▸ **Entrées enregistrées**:
* * * *

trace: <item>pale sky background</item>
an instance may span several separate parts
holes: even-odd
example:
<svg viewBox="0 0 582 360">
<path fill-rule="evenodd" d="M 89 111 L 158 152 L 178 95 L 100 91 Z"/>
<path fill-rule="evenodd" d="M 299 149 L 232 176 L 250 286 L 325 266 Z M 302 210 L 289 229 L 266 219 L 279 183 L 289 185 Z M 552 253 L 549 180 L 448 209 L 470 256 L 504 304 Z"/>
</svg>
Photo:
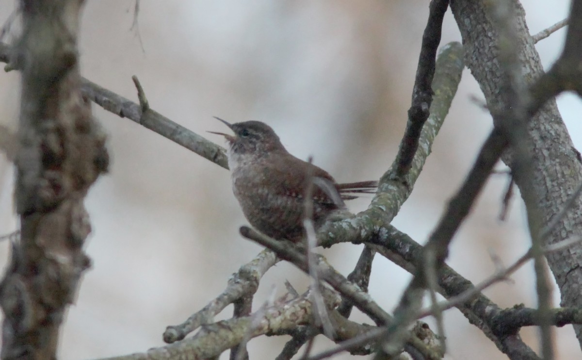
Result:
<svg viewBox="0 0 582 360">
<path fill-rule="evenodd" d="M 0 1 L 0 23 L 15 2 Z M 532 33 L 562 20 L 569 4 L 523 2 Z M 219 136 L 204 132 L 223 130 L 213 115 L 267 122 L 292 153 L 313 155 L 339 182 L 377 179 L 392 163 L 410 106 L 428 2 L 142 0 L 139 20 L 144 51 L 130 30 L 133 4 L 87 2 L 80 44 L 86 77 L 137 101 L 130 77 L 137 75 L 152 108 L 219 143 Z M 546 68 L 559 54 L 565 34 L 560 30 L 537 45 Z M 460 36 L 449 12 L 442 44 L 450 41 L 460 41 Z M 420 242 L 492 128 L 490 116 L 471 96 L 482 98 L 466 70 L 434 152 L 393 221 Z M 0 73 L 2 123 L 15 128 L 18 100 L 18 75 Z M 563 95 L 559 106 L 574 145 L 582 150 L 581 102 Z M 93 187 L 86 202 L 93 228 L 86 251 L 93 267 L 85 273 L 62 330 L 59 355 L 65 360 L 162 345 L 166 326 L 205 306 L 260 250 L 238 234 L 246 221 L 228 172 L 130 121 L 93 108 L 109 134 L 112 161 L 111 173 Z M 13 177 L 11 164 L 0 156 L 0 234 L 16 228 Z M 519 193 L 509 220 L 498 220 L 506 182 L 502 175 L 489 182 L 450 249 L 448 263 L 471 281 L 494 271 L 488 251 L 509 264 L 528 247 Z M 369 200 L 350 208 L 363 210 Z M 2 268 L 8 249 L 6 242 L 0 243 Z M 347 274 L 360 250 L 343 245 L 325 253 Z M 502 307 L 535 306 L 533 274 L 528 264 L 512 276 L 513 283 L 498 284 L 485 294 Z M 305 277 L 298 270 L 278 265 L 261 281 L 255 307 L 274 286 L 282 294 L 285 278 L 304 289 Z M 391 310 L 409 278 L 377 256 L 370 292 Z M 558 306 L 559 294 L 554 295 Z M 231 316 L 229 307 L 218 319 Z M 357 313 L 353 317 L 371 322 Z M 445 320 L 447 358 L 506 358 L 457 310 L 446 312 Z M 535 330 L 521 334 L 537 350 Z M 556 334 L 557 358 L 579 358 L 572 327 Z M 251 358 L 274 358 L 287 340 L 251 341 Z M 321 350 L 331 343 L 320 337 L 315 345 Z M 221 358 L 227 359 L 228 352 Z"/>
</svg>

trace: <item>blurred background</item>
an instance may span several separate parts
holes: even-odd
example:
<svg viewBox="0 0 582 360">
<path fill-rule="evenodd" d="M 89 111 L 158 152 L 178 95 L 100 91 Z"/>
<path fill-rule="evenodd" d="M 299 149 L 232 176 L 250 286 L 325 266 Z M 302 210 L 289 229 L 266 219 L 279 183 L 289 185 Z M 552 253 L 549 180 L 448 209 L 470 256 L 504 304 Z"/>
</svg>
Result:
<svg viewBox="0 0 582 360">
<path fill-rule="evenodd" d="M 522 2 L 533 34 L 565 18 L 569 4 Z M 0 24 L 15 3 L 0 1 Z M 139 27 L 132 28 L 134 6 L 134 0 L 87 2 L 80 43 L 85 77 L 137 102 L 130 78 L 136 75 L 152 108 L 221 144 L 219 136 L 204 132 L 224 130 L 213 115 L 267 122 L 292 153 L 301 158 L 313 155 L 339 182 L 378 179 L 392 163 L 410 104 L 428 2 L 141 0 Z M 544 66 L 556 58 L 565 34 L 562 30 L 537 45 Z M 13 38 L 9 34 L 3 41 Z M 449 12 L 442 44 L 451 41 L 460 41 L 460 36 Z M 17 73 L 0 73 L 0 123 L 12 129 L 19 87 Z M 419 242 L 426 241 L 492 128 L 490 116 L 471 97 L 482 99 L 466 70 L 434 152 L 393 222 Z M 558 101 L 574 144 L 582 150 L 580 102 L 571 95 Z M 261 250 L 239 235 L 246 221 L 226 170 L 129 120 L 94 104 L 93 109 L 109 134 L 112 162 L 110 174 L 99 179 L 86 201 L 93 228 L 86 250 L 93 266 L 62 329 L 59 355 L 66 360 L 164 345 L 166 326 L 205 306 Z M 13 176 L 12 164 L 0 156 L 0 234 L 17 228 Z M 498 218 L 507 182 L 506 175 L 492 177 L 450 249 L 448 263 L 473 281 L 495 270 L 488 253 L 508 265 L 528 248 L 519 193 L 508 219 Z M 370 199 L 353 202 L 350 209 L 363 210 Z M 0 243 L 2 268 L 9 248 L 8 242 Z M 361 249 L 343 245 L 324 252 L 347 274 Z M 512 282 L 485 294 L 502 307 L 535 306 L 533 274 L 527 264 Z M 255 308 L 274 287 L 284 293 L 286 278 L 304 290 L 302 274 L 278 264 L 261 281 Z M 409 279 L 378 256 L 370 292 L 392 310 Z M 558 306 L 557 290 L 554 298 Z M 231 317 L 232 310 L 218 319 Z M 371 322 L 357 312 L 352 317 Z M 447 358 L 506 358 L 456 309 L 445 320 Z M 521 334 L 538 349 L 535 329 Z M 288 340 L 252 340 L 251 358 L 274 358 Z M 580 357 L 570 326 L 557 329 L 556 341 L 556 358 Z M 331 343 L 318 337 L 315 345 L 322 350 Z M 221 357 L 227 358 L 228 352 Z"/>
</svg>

* * * *

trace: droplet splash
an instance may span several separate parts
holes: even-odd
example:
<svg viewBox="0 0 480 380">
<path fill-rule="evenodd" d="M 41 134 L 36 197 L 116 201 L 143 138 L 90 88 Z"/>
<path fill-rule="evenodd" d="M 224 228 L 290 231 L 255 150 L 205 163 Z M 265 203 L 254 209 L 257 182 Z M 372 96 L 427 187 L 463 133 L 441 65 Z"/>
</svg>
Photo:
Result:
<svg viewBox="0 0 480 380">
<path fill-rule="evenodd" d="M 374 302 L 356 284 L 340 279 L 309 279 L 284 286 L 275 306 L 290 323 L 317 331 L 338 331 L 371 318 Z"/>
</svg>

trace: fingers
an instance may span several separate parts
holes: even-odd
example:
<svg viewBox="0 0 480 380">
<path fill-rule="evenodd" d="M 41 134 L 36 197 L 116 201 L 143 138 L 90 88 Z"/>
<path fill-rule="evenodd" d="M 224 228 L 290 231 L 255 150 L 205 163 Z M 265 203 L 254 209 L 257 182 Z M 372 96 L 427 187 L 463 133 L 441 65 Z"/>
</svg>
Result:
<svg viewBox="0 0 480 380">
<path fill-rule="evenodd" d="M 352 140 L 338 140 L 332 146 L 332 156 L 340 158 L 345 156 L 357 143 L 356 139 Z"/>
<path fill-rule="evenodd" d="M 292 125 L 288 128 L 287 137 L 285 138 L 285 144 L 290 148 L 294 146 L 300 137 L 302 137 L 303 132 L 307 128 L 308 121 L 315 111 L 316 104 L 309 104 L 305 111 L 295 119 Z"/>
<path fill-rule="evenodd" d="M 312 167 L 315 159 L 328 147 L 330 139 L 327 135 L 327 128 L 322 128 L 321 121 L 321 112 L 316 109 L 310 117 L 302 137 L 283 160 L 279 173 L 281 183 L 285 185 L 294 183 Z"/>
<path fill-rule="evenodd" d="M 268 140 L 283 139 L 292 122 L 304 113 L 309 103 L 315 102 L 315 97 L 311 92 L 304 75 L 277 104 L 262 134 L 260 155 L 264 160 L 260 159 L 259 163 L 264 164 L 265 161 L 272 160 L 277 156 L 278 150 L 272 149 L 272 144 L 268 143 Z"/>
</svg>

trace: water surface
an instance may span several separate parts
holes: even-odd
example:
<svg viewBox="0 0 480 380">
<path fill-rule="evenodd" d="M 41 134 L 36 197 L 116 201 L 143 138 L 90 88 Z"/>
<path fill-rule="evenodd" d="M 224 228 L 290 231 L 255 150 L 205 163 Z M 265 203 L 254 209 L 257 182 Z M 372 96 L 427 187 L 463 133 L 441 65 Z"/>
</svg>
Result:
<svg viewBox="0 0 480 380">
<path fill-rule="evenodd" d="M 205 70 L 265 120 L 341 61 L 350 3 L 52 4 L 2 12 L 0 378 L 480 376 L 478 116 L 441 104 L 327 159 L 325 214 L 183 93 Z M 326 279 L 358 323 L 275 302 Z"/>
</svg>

* * * *

▸ **Énoncé**:
Comptez les lignes des enregistrements qui contiennent la chaîne « trace ». Donnez seulement le nombre.

▸ **Réponse**:
5